**EXERCISE**
Retype exactly the lines that run from the start of the data to the line holding "column 863, row 670", including both, and only those.

**THE INPUT**
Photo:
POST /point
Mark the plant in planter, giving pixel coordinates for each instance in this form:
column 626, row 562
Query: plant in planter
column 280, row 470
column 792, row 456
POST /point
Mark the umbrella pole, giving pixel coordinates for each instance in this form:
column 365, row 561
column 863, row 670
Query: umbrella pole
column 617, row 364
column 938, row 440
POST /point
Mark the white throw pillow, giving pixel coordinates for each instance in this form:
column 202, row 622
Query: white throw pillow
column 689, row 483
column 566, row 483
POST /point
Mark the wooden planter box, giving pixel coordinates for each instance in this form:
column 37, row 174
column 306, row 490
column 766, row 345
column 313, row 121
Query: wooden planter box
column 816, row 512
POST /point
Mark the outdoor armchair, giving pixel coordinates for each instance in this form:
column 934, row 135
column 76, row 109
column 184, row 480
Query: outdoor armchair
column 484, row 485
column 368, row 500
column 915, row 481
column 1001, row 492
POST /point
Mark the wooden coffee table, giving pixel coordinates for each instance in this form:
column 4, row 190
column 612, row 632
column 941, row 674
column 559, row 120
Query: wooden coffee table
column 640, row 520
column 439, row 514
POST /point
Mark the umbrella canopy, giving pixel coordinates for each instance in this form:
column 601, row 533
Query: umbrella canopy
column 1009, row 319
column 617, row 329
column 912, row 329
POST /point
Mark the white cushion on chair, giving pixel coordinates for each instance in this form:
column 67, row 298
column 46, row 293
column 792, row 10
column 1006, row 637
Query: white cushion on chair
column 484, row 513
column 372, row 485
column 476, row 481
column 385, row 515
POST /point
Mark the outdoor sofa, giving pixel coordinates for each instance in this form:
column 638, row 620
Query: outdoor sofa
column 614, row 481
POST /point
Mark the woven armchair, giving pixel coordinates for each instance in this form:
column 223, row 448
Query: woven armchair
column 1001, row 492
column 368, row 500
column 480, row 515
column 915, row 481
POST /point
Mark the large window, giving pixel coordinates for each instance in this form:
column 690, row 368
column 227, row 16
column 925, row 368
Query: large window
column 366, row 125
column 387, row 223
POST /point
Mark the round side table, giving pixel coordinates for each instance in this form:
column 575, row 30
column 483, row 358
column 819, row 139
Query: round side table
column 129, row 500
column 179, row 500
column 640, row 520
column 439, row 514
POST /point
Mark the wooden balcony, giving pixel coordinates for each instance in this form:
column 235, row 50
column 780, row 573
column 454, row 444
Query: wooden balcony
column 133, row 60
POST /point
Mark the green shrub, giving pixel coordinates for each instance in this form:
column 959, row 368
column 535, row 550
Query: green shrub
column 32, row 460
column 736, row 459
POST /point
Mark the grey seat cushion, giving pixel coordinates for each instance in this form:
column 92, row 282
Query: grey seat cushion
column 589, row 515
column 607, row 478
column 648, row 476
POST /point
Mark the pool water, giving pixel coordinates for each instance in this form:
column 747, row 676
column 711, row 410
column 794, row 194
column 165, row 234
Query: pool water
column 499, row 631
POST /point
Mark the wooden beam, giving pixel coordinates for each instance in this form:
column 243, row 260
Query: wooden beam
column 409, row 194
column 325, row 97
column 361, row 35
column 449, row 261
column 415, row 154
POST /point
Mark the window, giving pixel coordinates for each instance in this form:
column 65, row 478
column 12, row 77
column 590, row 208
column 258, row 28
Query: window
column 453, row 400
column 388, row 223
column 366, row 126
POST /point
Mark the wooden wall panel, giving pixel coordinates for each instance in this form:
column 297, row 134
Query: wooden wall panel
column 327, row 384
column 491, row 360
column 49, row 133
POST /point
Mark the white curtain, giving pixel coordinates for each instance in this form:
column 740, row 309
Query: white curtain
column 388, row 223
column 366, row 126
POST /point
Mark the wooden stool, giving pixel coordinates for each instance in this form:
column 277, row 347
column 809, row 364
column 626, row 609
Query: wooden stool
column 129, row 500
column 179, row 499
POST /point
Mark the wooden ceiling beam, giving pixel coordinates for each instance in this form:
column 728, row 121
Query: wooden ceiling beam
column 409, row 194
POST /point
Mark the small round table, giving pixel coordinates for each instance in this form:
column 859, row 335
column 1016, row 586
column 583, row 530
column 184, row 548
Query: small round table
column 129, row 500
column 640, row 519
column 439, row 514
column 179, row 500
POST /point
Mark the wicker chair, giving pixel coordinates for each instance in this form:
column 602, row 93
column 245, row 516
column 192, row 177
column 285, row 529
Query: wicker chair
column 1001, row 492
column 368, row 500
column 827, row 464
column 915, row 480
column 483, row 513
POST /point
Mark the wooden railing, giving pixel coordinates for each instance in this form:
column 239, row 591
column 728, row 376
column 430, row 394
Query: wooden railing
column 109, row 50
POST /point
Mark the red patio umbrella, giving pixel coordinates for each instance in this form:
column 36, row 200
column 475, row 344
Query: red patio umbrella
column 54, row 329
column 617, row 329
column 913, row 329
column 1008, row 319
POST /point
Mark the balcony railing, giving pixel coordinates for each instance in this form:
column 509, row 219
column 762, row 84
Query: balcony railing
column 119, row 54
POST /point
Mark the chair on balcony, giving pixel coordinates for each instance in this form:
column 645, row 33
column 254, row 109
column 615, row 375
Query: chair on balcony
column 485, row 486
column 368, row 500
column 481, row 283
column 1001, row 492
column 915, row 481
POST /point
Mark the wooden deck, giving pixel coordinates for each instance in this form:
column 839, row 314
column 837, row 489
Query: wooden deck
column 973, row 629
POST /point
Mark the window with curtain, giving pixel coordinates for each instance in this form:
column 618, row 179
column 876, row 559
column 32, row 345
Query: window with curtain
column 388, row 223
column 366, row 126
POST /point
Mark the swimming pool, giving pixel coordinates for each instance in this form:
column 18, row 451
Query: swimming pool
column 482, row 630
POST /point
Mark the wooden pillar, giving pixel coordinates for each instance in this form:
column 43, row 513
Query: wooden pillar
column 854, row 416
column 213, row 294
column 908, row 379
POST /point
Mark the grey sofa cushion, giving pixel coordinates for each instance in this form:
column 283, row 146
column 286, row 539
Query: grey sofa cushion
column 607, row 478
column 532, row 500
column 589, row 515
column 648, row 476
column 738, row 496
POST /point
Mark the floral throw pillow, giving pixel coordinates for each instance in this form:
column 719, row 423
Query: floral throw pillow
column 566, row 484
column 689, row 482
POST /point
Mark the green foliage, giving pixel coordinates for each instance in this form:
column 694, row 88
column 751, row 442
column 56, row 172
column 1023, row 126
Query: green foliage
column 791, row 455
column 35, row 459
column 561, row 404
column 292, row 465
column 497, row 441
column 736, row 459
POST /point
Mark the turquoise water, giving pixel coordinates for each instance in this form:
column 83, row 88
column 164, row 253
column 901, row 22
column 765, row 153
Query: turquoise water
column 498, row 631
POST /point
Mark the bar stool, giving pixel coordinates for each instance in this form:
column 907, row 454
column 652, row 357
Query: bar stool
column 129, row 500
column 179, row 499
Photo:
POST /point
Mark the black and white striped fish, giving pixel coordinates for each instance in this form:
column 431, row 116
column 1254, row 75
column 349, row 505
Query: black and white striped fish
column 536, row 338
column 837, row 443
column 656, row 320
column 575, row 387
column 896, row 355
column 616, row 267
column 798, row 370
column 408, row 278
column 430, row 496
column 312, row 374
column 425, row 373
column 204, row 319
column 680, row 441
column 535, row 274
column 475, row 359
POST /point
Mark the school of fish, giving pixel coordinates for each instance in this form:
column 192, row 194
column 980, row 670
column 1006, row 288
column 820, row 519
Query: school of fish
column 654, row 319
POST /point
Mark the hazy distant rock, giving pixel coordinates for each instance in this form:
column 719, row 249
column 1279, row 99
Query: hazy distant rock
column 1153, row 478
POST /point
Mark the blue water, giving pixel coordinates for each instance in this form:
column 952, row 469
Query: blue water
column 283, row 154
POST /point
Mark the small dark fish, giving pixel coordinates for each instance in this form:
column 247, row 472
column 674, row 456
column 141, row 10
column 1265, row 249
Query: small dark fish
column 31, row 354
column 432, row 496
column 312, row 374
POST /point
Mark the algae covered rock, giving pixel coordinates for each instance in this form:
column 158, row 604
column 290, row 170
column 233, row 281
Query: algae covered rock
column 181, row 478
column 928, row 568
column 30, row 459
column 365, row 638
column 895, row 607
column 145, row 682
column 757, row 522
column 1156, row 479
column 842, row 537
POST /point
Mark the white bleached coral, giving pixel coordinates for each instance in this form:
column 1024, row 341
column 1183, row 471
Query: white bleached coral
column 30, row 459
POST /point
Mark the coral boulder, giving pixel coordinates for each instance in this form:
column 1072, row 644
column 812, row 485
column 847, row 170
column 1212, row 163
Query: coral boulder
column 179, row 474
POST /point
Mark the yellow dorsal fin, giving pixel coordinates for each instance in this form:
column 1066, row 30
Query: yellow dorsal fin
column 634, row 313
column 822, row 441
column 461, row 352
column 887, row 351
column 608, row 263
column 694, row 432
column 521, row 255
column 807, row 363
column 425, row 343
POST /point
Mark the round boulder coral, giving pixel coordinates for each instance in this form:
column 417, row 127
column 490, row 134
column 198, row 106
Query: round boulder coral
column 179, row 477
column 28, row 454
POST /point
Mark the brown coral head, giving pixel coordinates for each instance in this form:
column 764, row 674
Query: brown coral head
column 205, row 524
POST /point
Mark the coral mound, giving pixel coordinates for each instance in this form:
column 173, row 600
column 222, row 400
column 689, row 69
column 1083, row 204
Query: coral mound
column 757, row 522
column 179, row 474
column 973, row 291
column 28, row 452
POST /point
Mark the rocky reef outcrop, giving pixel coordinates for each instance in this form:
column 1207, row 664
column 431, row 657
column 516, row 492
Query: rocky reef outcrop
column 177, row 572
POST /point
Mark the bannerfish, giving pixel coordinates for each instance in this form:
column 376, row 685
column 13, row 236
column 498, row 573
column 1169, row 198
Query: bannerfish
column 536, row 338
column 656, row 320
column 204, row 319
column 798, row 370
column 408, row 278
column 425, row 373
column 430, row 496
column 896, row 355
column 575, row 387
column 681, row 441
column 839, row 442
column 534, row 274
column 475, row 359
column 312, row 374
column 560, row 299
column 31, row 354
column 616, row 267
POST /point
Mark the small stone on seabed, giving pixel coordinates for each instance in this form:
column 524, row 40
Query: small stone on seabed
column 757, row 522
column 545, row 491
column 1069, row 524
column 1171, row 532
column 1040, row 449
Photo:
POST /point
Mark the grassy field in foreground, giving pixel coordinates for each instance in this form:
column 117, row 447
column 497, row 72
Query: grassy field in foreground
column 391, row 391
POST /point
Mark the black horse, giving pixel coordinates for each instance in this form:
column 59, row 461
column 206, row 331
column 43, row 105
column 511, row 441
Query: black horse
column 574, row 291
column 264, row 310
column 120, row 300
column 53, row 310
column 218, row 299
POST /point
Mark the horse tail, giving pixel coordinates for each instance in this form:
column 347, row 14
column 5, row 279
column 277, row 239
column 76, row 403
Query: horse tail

**SOLUTION TO THIS PROBLEM**
Photo:
POST /point
Mark the plant in planter, giving pixel coordinates for each instance in this form:
column 626, row 562
Query: plant in planter
column 280, row 470
column 792, row 456
POST /point
Mark the umbrella pole, giving pixel coordinates for each instance in this form:
column 365, row 561
column 863, row 670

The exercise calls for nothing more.